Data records

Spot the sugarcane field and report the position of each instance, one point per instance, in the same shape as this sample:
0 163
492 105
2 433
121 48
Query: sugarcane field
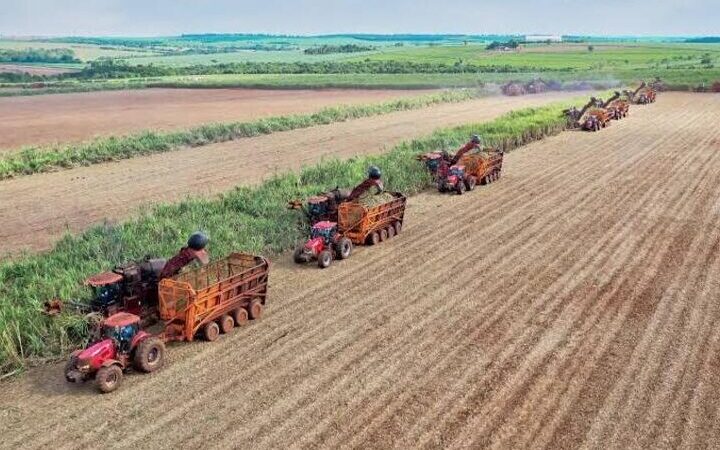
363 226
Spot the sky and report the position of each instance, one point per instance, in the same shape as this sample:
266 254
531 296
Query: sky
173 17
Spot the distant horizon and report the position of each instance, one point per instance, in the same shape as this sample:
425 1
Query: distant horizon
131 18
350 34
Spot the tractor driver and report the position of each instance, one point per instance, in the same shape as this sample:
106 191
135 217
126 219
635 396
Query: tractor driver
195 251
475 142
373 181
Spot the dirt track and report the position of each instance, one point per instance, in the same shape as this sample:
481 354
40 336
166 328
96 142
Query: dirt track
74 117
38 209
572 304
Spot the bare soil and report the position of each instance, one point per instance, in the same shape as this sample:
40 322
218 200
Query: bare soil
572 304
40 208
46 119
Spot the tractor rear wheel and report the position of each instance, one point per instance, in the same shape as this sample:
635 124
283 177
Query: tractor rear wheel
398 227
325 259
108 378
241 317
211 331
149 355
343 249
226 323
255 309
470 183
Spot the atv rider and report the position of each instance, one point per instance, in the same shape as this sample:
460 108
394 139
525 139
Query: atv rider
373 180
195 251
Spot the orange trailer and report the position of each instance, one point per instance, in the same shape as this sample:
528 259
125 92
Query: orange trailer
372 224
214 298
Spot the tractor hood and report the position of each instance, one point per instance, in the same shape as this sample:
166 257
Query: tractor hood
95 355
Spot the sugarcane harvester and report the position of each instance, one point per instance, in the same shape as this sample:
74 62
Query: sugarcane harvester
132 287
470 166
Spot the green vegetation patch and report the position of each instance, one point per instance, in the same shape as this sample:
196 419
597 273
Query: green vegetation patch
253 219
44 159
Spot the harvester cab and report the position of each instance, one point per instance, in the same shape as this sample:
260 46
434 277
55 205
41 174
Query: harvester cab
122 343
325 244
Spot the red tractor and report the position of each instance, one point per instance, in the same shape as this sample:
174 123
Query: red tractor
==
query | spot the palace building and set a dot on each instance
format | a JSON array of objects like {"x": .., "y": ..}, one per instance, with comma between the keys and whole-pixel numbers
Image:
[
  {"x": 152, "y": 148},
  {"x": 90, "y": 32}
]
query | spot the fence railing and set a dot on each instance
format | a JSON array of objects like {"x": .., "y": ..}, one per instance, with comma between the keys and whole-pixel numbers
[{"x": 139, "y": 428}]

Required work: Given the entries above, transcribe exactly the lines from the one holding "Spot the sugarcane field" through the one holding "Spot the dirt"; pictures do not belong in the transcription.

Answer to the problem:
Spot the sugarcane field and report the position of each instance, one point per instance, in the same shape as this sample:
0 163
492 105
2 433
121 48
Query: sugarcane field
363 226
Spot the sky and report the position of each instance, one point per instance, in the same shape as this sample:
266 254
531 296
Query: sky
173 17
Spot the distant horizon and report the position of each instance, one point per instance, in the same shape as this sample:
425 1
Query: distant horizon
131 18
350 34
Spot the tractor driver and report the position of each instance, one point per instance, in the same shape as this sample:
106 191
135 217
126 219
635 396
Query: tractor driver
195 251
475 142
373 181
Spot the dirt track and report the position of each instance, one point per instance, in the same shape as this sample:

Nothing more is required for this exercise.